Projecto de Resolução N.º 728 /XIII/2ª

Rejeita a entrada em vigor de forma parcial e provisória do Acordo Económico e Comercial Global (CETA) entre a União Europeia e o Canadá

Rejeita a entrada em vigor de forma parcial e provisória do Acordo Económico e Comercial Global (CETA) entre a União Europeia e o Canadá

O Parlamento Europeu aprovou por maioria, no passado dia 15 de fevereiro, em Estrasburgo, o tratado comercial entre União Europeia e Canadá (CETA), apesar dos fortes protestos quer dentro quer fora deste hemiciclo.

As negociações entre a UE e o Canadá para firmar um acordo de livre comércio, designado por Acordo Económico e Comercial Global (CETA), começaram formalmente em maio de 2009, tendo na prática sido iniciadas em 2007, quando na cimeira UE/Canadá, realizada em Berlim, foi decidido elaborar um estudo sobre uma maior liberalização das relações económicas entre a UE e o Canadá.

Em outubro de 2013, depois de 5 anos de negociações marcadas pelo secretismo, a UE e o Canadá anunciam que chegaram a um acordo de princípio. Cerca de um ano depois, agosto de 2014, a UE e o Canadá informam que concluíram o texto final do acordo, dando assim por concluídas as negociações. Em julho de 2016, a Comissão Europeia dirige ao Conselho da UE uma proposta de aprovação e assinatura do CETA, sendo este assinado em outubro durante a cimeira UE-Canadá.

Pese embora o secretismo das negociações e o facto de esta ter sido feita à revelia dos povos, elemento que traduz bem o desrespeito pela democracia e soberania dos Estados por parte da UE, foi crescendo a contestação e a rejeição ao CETA por parte dos trabalhadores e dos povos, rejeição que ficou bem visível nos protestos no dia da votação em Estrasburgo.

Foi precisamente a forte expressão da rejeição deste acordo por parte de largos sectores da opinião em vários países, que obrigou a UE considerar o CETA como um acordo de natureza «mista», o que implica a sua ratificação por parte de cada um dos Estados-membros segundo as suas normas constitucionais e consequentemente pelos seus parlamentos nacionais.
* * * * * * *
Instruções da tarefa:
Reproduza palavra por palavra todo o texto sobre o acordo CETA. Este material não tem qualquer relação com o texto.
* * * * * * *
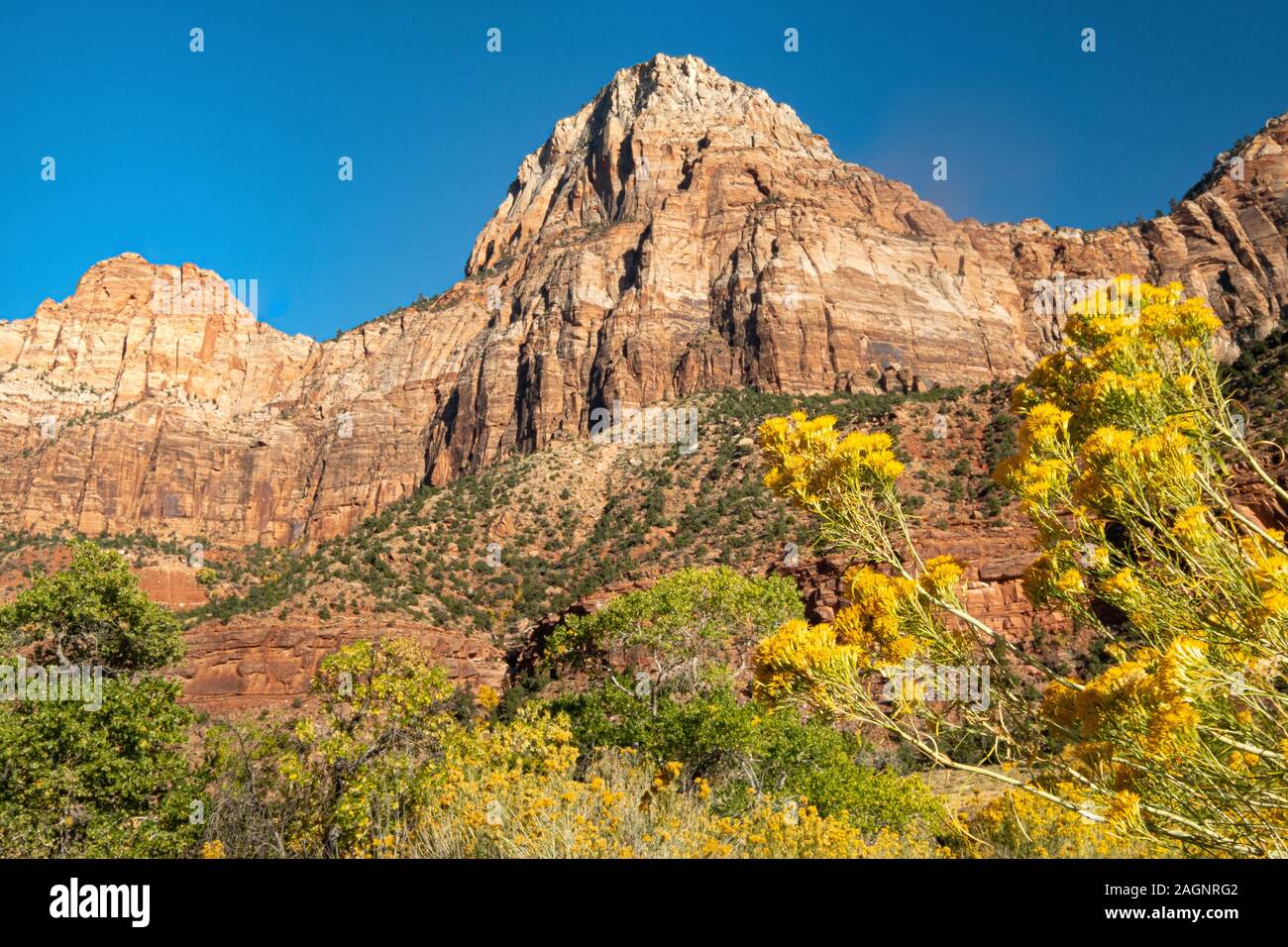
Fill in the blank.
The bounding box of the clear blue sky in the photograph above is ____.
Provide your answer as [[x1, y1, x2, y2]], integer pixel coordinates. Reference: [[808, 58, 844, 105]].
[[0, 0, 1288, 338]]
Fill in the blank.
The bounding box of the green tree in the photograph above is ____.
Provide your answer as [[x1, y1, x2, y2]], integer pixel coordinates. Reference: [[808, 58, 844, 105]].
[[546, 566, 805, 691], [0, 541, 183, 673], [0, 543, 205, 857], [207, 639, 456, 858]]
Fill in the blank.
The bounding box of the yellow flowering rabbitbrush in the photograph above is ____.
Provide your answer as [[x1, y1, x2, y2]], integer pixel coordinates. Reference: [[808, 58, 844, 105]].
[[756, 275, 1288, 856]]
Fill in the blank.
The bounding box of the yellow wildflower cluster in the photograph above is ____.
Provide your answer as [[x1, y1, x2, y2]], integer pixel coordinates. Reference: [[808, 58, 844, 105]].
[[759, 411, 903, 507], [754, 556, 962, 710], [752, 618, 872, 707], [962, 783, 1175, 858], [1043, 638, 1207, 789]]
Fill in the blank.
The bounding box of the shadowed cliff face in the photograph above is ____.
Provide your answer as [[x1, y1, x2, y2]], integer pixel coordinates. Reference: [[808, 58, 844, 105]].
[[0, 55, 1288, 545]]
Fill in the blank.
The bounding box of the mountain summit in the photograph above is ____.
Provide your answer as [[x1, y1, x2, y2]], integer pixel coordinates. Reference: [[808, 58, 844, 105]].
[[0, 55, 1288, 545]]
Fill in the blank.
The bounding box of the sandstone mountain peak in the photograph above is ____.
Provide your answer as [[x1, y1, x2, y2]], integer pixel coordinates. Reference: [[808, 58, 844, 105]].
[[467, 53, 834, 275], [0, 62, 1288, 545]]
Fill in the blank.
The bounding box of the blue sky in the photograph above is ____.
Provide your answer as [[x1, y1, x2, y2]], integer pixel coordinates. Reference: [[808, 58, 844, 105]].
[[0, 0, 1288, 338]]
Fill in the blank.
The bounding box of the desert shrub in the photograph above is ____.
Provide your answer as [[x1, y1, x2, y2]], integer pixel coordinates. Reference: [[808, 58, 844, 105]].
[[0, 543, 205, 858], [0, 541, 183, 672], [757, 277, 1288, 856], [554, 684, 939, 831], [206, 639, 455, 857], [950, 783, 1179, 858], [546, 566, 804, 690], [201, 642, 944, 858]]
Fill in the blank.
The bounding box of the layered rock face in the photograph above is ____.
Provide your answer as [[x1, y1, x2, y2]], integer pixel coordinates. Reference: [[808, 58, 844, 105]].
[[0, 55, 1288, 545]]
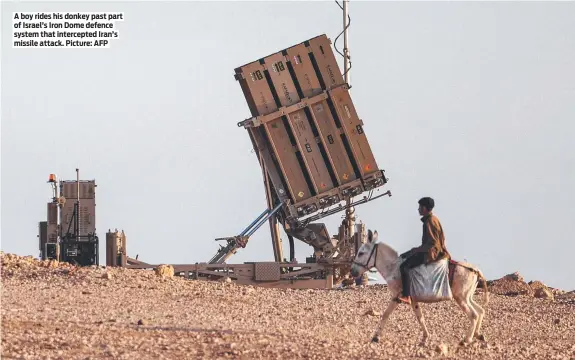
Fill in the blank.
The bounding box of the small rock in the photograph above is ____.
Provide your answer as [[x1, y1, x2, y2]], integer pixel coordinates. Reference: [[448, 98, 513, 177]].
[[154, 264, 174, 277], [102, 272, 113, 280], [435, 344, 449, 355], [363, 309, 381, 316], [535, 288, 554, 300]]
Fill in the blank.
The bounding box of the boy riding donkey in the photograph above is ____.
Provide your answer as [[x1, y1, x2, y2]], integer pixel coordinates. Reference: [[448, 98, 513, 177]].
[[397, 197, 451, 304]]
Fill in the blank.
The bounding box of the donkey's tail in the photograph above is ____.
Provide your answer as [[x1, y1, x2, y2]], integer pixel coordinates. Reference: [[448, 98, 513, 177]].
[[476, 269, 489, 306]]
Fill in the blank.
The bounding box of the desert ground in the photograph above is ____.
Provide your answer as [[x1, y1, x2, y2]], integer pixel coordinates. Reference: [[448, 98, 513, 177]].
[[1, 254, 575, 360]]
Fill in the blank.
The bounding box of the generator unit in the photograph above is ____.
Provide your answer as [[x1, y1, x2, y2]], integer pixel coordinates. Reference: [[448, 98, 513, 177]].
[[38, 169, 99, 266]]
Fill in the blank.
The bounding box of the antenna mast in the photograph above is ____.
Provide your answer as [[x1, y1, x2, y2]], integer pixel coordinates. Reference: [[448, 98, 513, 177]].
[[343, 0, 350, 84]]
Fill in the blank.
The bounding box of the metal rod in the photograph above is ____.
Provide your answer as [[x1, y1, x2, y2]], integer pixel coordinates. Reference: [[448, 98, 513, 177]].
[[240, 209, 270, 236], [74, 169, 80, 241], [303, 191, 391, 222], [246, 202, 283, 237], [343, 0, 349, 84]]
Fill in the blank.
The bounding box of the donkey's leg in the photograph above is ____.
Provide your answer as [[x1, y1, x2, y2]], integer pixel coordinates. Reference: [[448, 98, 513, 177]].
[[411, 299, 429, 345], [371, 300, 399, 342], [469, 287, 485, 341], [455, 294, 478, 345]]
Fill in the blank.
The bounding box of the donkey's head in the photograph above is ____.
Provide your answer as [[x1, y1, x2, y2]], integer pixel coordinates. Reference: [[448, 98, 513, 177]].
[[351, 230, 378, 277]]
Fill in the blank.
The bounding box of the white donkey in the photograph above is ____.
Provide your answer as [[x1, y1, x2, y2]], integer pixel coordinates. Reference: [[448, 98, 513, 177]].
[[351, 230, 489, 345]]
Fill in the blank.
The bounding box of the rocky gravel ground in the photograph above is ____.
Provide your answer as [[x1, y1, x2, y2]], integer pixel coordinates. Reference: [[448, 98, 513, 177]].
[[1, 254, 575, 360]]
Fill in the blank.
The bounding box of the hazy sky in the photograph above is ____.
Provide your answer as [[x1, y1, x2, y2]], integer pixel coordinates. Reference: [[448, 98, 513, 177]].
[[1, 0, 575, 290]]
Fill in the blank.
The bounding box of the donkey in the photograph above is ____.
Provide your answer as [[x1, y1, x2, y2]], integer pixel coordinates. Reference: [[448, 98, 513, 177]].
[[351, 230, 489, 346]]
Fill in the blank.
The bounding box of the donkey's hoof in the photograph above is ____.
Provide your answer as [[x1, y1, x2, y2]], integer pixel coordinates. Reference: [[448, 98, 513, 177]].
[[459, 339, 471, 347], [475, 334, 487, 341]]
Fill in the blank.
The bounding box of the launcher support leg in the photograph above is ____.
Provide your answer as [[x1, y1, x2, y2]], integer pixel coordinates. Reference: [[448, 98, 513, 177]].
[[260, 155, 284, 262]]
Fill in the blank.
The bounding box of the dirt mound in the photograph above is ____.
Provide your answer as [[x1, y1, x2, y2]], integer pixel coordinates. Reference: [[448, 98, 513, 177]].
[[487, 272, 535, 296], [0, 251, 77, 277], [1, 254, 575, 360]]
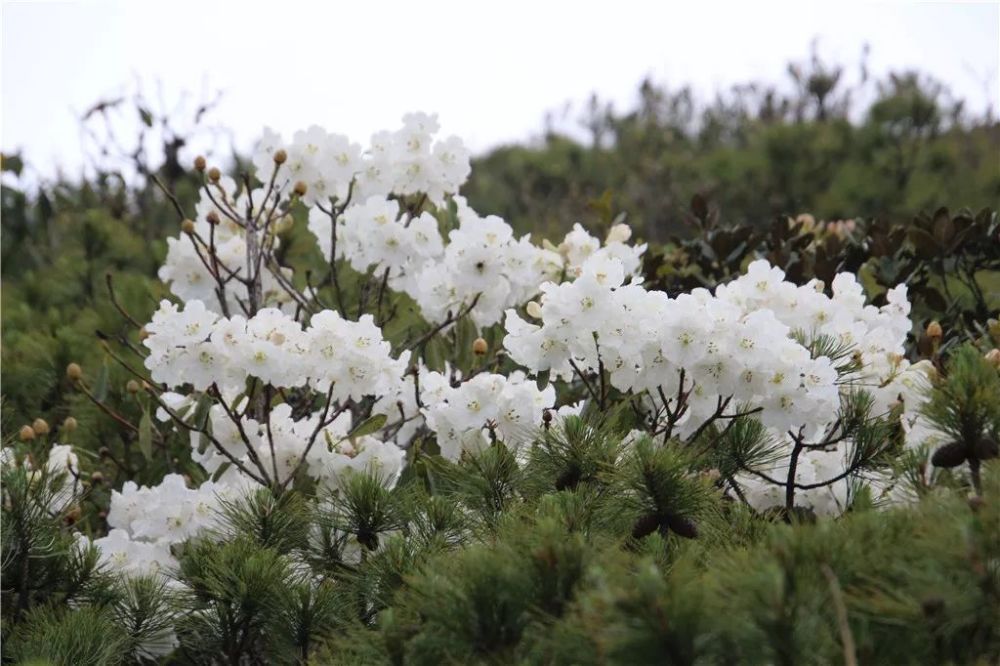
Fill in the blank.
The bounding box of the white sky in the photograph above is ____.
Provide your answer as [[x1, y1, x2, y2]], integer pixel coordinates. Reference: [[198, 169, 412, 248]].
[[0, 0, 1000, 182]]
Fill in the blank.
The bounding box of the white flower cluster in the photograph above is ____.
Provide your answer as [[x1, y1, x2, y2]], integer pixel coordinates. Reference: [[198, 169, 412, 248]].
[[253, 113, 471, 205], [143, 300, 409, 400], [424, 373, 556, 460], [504, 255, 910, 432]]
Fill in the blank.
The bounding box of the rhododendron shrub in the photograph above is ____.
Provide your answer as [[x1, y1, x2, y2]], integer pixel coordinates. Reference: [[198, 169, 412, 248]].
[[3, 114, 988, 663], [52, 114, 927, 573]]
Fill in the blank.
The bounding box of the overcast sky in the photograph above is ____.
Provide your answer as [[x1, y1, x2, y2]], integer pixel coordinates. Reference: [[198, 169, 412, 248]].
[[0, 0, 1000, 182]]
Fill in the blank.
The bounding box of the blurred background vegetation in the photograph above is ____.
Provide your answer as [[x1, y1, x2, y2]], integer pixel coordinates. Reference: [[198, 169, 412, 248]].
[[0, 52, 1000, 464]]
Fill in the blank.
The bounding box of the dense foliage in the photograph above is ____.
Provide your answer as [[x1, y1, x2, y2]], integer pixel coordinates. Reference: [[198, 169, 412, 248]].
[[0, 62, 1000, 664]]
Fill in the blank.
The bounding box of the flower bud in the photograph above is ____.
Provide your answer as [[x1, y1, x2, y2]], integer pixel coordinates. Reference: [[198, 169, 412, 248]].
[[472, 338, 489, 356], [64, 504, 83, 525], [604, 223, 632, 243], [31, 418, 49, 437]]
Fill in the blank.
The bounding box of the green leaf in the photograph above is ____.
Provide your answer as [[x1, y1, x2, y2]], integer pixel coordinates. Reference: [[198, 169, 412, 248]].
[[139, 408, 153, 460], [348, 414, 389, 440], [94, 359, 108, 402]]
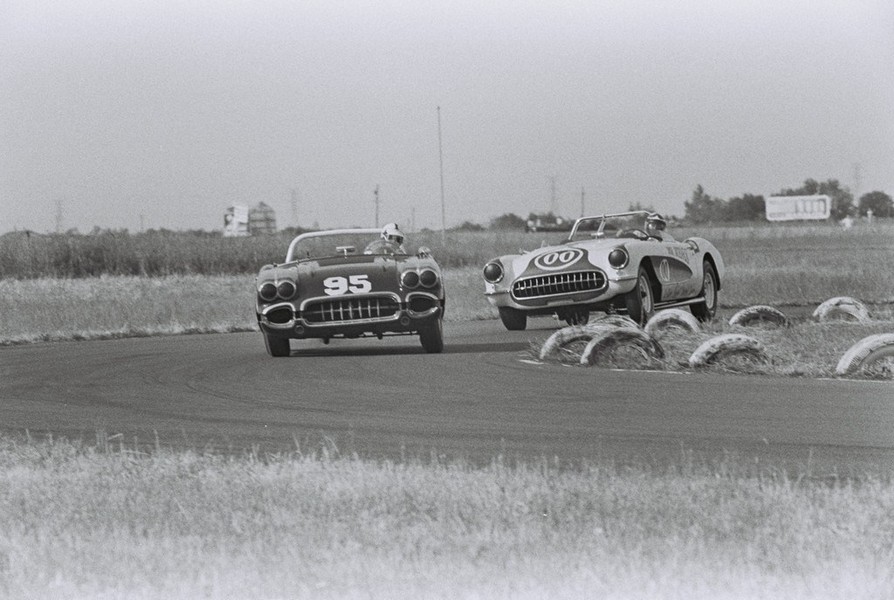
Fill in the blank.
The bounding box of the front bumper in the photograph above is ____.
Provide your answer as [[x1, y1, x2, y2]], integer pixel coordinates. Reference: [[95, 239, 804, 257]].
[[257, 292, 444, 339], [484, 276, 636, 312]]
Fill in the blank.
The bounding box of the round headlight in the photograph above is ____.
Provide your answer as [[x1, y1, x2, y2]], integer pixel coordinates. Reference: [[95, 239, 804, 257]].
[[484, 261, 503, 283], [608, 248, 630, 269], [258, 281, 276, 302], [400, 271, 419, 289], [419, 269, 438, 287], [276, 281, 297, 300]]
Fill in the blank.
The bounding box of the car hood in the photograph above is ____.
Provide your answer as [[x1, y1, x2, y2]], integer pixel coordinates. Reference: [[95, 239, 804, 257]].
[[258, 255, 440, 298]]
* * * * * * *
Tarefa concluída:
Projecto de Resolução N.º 728 /XIII/2ª

Rejeita a entrada em vigor de forma parcial e provisória do Acordo Económico e Comercial Global (CETA) entre a União Europeia e o Canadá

Rejeita a entrada em vigor de forma parcial e provisória do Acordo Económico e Comercial Global (CETA) entre a União Europeia e o Canadá

O Parlamento Europeu aprovou por maioria, no passado dia 15 de fevereiro, em Estrasburgo, o tratado comercial entre União Europeia e Canadá (CETA), apesar dos fortes protestos quer dentro quer fora deste hemiciclo.

As negociações entre a UE e o Canadá para firmar um acordo de livre comércio, designado por Acordo Económico e Comercial Global (CETA), começaram formalmente em maio de 2009, tendo na prática sido iniciadas em 2007, quando na cimeira UE/Canadá, realizada em Berlim, foi decidido elaborar um estudo sobre uma maior liberalização das relações económicas entre a UE e o Canadá.

Em outubro de 2013, depois de 5 anos de negociações marcadas pelo secretismo, a UE e o Canadá anunciam que chegaram a um acordo de princípio. Cerca de um ano depois, agosto de 2014, a UE e o Canadá informam que concluíram o texto final do acordo, dando assim por concluídas as negociações. Em julho de 2016, a Comissão Europeia dirige ao Conselho da UE uma proposta de aprovação e assinatura do CETA, sendo este assinado em outubro durante a cimeira UE-Canadá.

Pese embora o secretismo das negociações e o facto de esta ter sido feita à revelia dos povos, elemento que traduz bem o desrespeito pela democracia e soberania dos Estados por parte da UE, foi crescendo a contestação e a rejeição ao CETA por parte dos trabalhadores e dos povos, rejeição que ficou bem visível nos protestos no dia da votação em Estrasburgo.

Foi precisamente a forte expressão da rejeição deste acordo por parte de largos sectores da opinião em vários países, que obrigou a UE considerar o CETA como um acordo de natureza «mista», o que implica a sua ratificação por parte de cada um dos Estados-membros segundo as suas normas constitucionais e consequentemente pelos seus parlamentos nacionais.